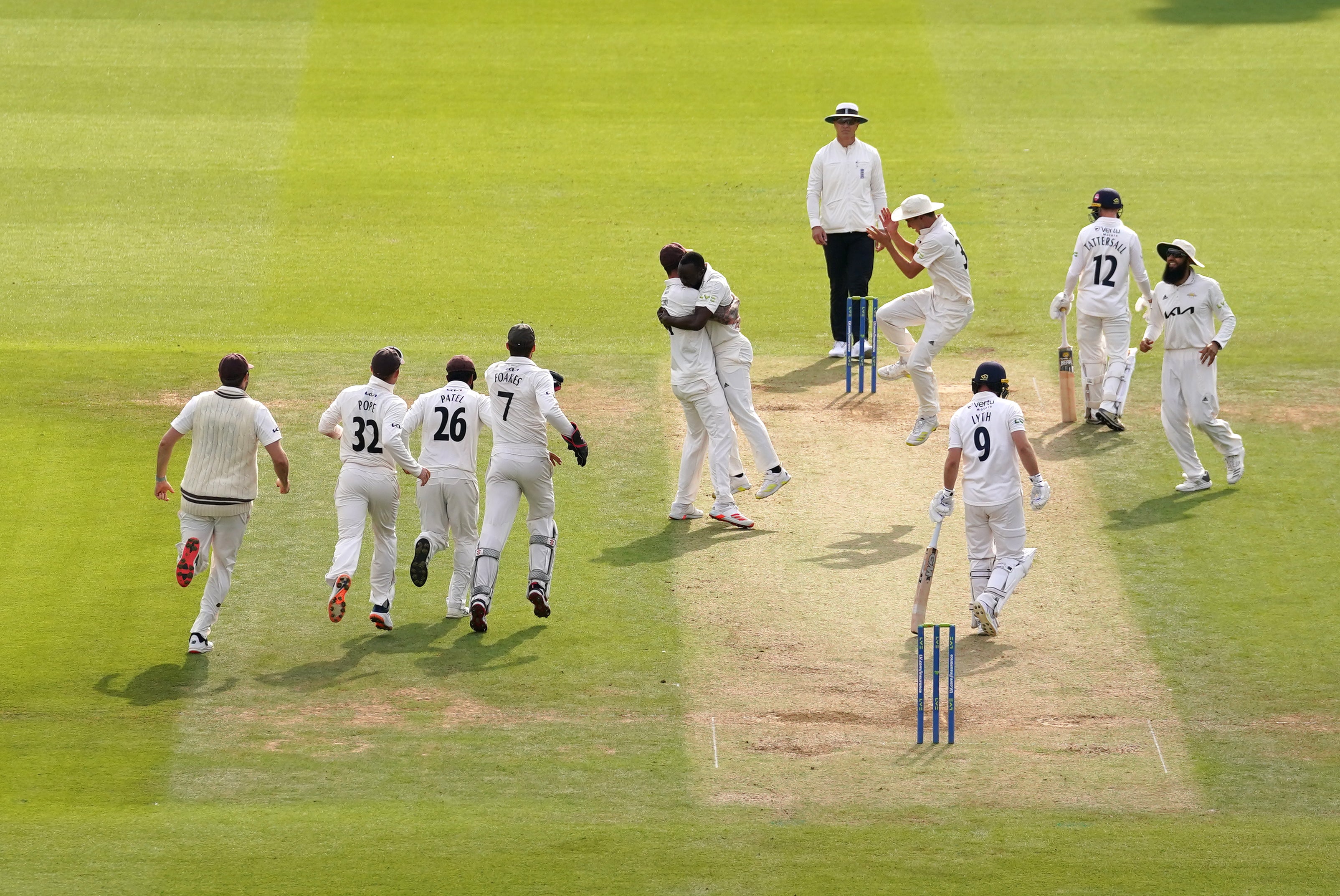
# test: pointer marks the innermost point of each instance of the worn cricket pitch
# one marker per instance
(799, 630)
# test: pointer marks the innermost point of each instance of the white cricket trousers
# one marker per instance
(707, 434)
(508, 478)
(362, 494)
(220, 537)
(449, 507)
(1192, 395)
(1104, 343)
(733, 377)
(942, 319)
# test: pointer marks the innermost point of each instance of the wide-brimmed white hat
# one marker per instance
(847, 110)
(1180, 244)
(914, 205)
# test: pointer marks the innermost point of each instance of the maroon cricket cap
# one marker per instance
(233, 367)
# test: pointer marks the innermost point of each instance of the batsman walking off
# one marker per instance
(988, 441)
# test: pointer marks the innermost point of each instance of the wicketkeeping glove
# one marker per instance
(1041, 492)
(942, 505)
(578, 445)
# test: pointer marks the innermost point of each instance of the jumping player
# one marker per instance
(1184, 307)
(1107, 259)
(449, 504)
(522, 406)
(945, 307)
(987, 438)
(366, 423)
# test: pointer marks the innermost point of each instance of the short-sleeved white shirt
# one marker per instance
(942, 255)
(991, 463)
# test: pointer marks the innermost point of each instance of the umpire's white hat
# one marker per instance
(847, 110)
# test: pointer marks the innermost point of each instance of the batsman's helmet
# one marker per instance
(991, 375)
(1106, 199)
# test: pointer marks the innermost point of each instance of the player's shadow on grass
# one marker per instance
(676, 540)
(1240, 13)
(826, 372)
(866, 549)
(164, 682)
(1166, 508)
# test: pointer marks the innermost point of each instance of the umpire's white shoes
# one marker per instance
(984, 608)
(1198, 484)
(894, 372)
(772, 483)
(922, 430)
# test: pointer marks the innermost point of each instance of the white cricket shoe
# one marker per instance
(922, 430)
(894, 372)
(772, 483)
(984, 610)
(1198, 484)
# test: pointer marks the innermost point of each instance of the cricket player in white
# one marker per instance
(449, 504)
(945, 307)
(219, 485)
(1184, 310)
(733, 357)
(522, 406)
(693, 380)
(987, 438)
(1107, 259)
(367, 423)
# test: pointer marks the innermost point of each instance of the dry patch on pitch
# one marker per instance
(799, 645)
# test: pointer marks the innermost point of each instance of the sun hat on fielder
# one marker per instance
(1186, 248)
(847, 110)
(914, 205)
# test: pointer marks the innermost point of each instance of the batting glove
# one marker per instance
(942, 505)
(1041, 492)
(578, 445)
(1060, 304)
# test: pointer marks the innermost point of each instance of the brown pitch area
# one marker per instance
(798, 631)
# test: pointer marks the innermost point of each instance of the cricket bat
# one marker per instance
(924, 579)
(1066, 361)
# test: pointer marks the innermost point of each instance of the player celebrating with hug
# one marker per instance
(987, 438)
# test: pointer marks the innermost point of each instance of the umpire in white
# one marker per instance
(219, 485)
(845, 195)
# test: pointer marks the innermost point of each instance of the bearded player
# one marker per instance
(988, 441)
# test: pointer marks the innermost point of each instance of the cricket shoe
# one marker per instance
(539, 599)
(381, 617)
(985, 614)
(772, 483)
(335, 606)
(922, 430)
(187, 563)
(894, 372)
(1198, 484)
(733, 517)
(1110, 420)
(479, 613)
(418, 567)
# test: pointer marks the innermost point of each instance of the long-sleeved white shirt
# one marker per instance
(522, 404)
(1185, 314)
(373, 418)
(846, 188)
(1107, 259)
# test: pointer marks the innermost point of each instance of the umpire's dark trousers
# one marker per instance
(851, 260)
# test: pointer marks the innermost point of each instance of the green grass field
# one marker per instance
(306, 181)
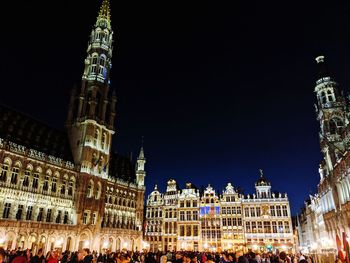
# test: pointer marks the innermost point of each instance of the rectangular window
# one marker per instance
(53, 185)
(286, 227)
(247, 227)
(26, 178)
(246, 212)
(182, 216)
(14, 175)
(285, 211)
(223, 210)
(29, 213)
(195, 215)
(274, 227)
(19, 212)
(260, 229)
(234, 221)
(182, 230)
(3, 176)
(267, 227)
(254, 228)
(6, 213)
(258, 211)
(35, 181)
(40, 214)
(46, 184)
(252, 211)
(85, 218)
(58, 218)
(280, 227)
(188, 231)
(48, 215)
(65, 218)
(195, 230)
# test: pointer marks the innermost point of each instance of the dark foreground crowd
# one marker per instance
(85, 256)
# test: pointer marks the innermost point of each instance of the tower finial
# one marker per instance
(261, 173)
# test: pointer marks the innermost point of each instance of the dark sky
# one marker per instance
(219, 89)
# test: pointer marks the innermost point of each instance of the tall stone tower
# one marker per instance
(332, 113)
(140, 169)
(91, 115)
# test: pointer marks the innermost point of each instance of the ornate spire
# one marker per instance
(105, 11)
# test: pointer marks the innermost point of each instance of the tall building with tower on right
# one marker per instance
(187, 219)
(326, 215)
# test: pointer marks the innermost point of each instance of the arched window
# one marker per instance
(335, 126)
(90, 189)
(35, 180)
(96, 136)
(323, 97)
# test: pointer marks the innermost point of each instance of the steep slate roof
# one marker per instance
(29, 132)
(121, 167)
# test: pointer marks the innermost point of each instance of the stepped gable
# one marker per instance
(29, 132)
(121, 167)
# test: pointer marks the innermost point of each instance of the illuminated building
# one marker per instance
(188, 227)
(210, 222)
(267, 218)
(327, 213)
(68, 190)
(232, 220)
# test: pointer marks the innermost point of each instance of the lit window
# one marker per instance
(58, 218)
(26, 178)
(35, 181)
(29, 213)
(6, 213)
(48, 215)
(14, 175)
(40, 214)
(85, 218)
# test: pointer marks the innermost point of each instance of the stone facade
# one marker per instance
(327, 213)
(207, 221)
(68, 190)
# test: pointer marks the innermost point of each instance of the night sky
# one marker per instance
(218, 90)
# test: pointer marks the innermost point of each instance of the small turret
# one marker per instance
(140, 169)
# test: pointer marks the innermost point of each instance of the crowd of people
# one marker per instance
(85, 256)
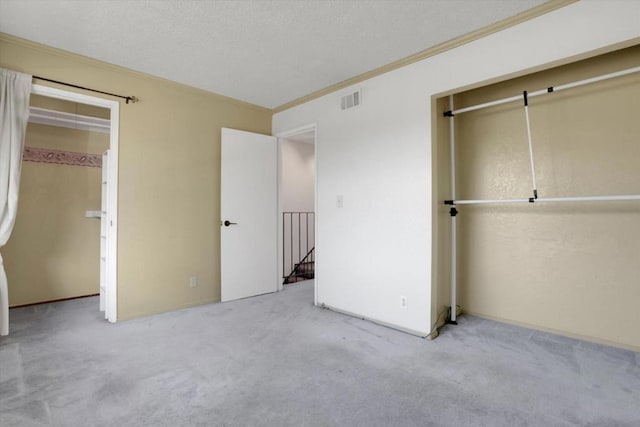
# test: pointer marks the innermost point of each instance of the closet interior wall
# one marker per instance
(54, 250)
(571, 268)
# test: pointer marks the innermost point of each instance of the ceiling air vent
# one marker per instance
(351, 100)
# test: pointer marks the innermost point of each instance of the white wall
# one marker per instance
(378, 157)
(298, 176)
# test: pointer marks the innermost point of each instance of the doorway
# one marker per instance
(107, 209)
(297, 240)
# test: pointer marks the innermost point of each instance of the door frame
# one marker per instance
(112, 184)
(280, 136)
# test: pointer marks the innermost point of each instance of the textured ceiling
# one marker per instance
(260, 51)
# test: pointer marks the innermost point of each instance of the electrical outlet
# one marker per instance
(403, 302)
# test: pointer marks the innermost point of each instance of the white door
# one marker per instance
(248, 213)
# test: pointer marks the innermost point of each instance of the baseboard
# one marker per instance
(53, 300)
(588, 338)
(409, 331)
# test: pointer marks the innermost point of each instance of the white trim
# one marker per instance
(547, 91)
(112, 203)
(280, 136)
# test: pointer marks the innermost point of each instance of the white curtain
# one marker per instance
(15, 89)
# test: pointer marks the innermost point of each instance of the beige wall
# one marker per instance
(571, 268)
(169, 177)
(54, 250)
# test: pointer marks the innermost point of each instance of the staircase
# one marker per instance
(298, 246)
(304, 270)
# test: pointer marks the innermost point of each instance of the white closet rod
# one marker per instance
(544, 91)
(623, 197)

==

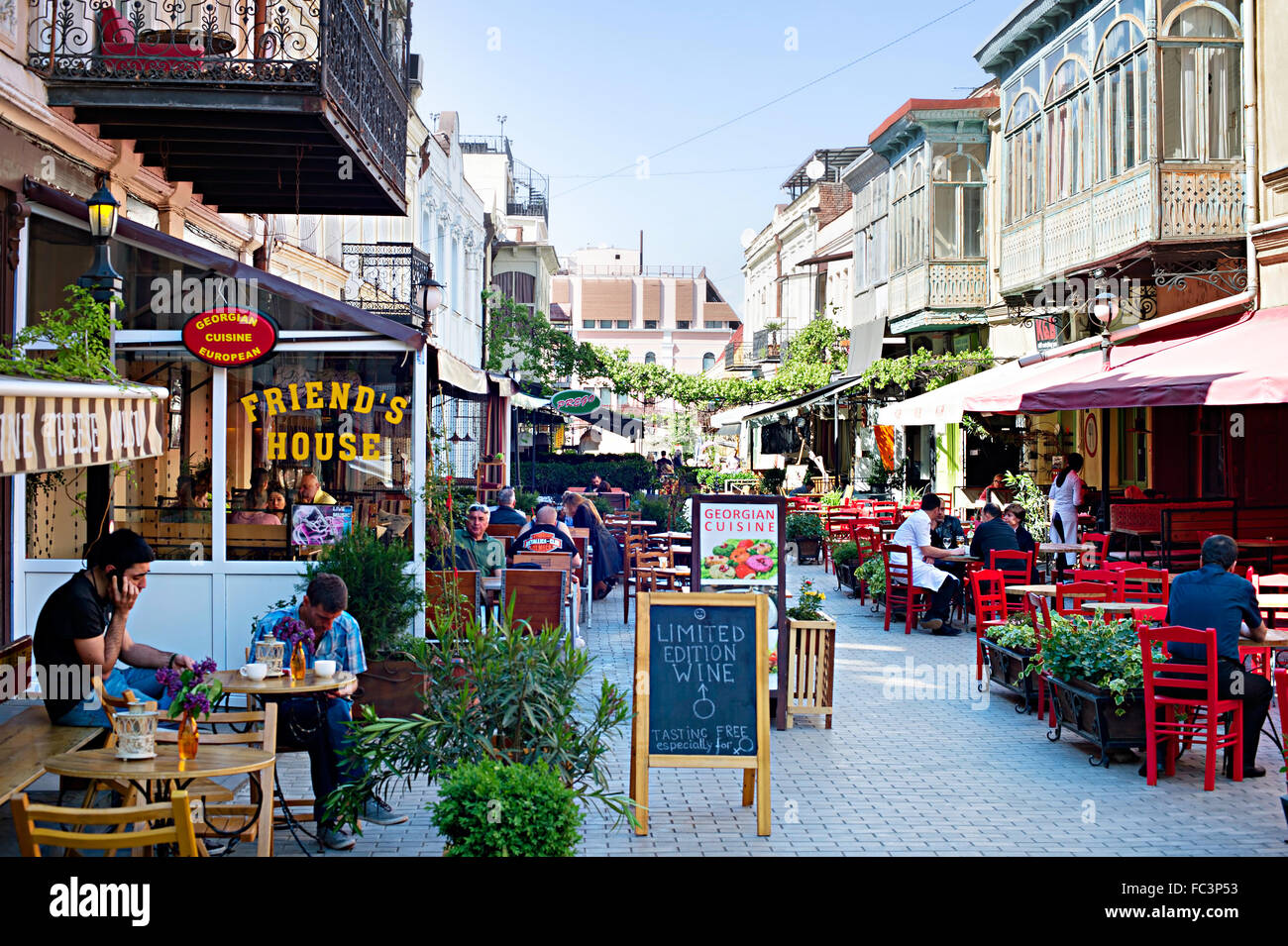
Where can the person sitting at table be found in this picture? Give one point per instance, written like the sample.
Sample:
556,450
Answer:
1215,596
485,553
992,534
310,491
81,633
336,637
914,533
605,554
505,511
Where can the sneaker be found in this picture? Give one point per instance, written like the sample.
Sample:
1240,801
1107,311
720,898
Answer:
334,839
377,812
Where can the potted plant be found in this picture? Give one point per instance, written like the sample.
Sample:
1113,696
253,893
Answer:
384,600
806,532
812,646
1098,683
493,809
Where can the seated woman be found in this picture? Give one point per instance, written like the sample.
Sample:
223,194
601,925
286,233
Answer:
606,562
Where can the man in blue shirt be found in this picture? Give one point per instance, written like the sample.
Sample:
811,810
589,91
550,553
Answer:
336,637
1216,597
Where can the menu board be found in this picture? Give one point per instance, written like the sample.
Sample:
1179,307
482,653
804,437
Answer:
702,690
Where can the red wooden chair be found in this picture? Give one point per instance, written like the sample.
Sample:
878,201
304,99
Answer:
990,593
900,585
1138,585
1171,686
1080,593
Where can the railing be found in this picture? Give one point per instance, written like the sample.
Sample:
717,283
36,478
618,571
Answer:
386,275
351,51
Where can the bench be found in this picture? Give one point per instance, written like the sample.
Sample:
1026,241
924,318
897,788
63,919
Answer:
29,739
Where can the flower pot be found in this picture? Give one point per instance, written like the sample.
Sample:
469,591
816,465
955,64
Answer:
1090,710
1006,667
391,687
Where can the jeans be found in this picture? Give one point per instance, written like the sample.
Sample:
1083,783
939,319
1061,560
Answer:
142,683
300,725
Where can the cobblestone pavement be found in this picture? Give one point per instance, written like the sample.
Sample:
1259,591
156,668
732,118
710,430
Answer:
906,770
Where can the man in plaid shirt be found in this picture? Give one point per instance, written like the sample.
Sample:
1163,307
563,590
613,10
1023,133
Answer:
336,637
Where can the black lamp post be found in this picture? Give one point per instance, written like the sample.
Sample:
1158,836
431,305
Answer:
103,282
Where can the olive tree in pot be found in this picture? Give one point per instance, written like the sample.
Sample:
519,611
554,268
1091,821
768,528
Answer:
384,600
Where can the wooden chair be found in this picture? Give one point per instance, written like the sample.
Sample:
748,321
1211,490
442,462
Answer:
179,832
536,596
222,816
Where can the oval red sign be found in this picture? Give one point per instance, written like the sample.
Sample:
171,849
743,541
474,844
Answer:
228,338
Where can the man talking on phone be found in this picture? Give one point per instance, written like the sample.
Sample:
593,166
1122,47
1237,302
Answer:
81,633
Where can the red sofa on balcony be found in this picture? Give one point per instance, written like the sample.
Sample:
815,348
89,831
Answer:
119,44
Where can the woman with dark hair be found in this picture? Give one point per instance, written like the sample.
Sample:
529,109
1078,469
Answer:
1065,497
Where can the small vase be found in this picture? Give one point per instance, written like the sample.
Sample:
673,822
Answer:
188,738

...

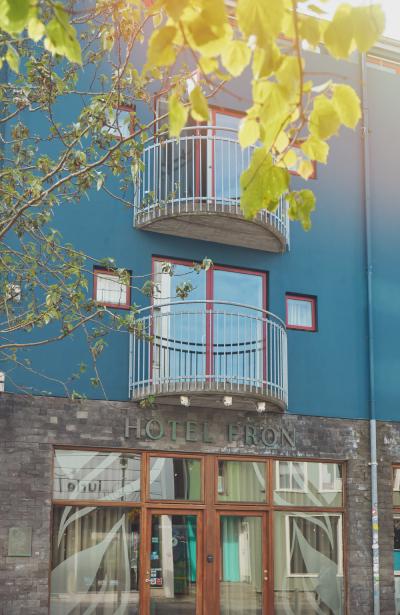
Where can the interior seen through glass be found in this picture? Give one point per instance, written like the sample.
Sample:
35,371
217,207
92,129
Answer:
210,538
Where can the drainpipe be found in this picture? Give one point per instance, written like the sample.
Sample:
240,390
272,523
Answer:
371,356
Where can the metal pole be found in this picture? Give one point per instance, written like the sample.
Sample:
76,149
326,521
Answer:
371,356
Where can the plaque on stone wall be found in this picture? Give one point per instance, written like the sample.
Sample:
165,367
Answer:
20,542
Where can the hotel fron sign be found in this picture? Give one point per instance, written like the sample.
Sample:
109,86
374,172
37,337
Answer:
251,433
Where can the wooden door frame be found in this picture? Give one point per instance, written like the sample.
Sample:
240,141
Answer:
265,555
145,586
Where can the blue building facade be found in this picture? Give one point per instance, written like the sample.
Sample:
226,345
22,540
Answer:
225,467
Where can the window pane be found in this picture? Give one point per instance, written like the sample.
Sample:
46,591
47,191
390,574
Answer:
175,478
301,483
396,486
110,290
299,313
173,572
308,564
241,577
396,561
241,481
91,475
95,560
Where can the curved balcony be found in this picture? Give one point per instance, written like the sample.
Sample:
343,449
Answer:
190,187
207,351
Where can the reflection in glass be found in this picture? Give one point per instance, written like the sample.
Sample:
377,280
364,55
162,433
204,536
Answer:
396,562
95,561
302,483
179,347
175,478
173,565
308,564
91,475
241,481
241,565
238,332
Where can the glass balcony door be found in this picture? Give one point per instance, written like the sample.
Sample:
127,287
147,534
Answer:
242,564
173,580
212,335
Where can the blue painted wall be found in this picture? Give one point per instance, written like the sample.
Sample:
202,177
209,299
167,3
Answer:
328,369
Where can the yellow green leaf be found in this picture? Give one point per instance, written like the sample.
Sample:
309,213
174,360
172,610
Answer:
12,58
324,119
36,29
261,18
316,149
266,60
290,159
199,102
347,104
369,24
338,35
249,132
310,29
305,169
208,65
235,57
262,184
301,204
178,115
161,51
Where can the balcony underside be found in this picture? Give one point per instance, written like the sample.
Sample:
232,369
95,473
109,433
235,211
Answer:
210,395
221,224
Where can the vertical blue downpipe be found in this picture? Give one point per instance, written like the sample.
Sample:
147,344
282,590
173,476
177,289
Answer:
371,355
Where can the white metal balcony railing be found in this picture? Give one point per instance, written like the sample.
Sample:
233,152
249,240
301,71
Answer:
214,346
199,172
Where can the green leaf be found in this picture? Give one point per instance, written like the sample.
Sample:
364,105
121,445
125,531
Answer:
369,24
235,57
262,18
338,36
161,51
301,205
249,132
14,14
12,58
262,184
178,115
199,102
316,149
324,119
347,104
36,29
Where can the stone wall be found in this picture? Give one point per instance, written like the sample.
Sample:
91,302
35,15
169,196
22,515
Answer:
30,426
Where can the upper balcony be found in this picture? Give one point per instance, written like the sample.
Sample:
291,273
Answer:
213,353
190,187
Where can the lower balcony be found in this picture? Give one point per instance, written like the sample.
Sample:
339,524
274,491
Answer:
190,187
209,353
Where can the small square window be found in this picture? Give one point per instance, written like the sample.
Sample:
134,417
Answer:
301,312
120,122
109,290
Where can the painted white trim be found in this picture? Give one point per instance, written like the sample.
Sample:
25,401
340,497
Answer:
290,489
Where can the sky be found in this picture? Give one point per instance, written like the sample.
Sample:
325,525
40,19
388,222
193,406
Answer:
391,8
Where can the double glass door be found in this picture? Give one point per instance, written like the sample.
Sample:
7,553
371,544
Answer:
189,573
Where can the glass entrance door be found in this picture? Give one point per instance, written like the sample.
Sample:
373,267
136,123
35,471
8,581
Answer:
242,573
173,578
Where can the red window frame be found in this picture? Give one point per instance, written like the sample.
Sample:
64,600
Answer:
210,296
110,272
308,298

# [WHAT TO DO]
Copy exactly the stretch of data above from the line with "worn cricket pitch" through the line with "the batsman's helmet", and omit all other lines.

# [SOLUTION FOR THIS PROBLEM]
# test: pointer marks the innermost point of each instance of the worn cricket pitch
# one marker per instance
(799, 630)
# test: pointer marks the innermost point of each instance of the white cricket trousers
# one marker per instance
(707, 434)
(508, 478)
(362, 494)
(220, 537)
(449, 507)
(1192, 395)
(1104, 343)
(733, 377)
(942, 319)
# test: pointer marks the innermost point of each instance of the wide-brimmed white hat
# one marker per instance
(847, 110)
(1180, 244)
(914, 205)
# test: pointer marks the innermost point of each instance of the maroon cricket cap
# one marker per instance
(233, 367)
# test: pointer marks the innermost point of each instance of the batsman walking off
# one marker per instance
(988, 441)
# test: pointer marks the innermost point of each instance of the wicketkeeping glove
# one marker per instance
(1041, 492)
(942, 505)
(578, 445)
# test: pointer marks the innermost point of each instance of the jumping player
# one marker per instance
(1184, 307)
(1107, 259)
(449, 504)
(522, 406)
(945, 307)
(987, 438)
(366, 423)
# test: pointer marks the innermost point of each instance of the short-sleeved white shirt
# one marker per instance
(942, 255)
(991, 463)
# test: pointer marks the innermost point of each instance of the umpire's white hat
# one marker per instance
(847, 110)
# test: pointer marks the innermost point of each instance of the batsman's helmet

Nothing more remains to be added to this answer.